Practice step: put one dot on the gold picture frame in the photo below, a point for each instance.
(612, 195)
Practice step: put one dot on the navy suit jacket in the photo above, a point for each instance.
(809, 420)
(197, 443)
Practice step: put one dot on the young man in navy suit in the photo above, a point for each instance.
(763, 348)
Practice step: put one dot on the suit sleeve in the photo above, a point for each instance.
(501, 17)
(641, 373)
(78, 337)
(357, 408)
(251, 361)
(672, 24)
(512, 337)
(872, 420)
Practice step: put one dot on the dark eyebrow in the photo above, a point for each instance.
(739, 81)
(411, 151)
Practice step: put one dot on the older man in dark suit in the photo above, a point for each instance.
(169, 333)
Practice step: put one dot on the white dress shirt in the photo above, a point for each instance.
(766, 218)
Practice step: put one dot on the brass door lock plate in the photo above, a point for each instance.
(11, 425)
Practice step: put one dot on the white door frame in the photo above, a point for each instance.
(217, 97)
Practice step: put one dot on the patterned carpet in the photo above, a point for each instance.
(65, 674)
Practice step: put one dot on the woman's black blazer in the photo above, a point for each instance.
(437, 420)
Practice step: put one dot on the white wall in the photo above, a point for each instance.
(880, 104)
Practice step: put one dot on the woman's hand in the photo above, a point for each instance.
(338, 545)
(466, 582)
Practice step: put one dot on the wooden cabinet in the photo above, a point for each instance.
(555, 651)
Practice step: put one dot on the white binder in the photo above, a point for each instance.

**What you have to do**.
Copy out all of the entries again, swapping "a point for each instance" for "one point per instance" and leaving everything else unchanged.

**Task output**.
Practice step: put one dot on the gold picture frame in the photo below, one point per instance.
(612, 195)
Practice step: put one dot on the navy suit jacket in the photo above, one point per instance.
(809, 420)
(197, 443)
Practice step: put one dot on the young man in navy suit in the photo above, one point per instance.
(763, 348)
Practice step: put one dot on the suit sleeve in the photo above, one point per instance.
(501, 17)
(641, 373)
(78, 337)
(357, 408)
(251, 361)
(672, 24)
(512, 337)
(872, 420)
Practice step: put one dot on the dark eyebrow in the photo above, one point per instance.
(739, 81)
(411, 151)
Practice step: put one dot on the older man in dark suit in the photo above, one point per instance.
(169, 333)
Practice step: put one dot on the white dress shirt in the photo above, one point per instance.
(766, 218)
Practice step: put one dot on the brass door lock plate in the photo above, one point per instance.
(11, 425)
Practice step: put one dot on the white door frame in the photo above, one point per instance.
(217, 97)
Practice step: put one dot on the patterned carpet in the photo above, one point per instance.
(65, 674)
Practice step: put one dot on the woman's black blazer in the photo above, one point per instance.
(437, 420)
Practice step: put one dot on the white wall in the photo above, one point per instance.
(880, 104)
Practice step: put one dot on the woman's hand in the photo above, one point per instance.
(338, 545)
(466, 582)
Practice step: put one dot on the wooden cabinet in the photo above, one point per instance.
(555, 651)
Practice step: put one dot on the white binder in the photo above, one point per instance.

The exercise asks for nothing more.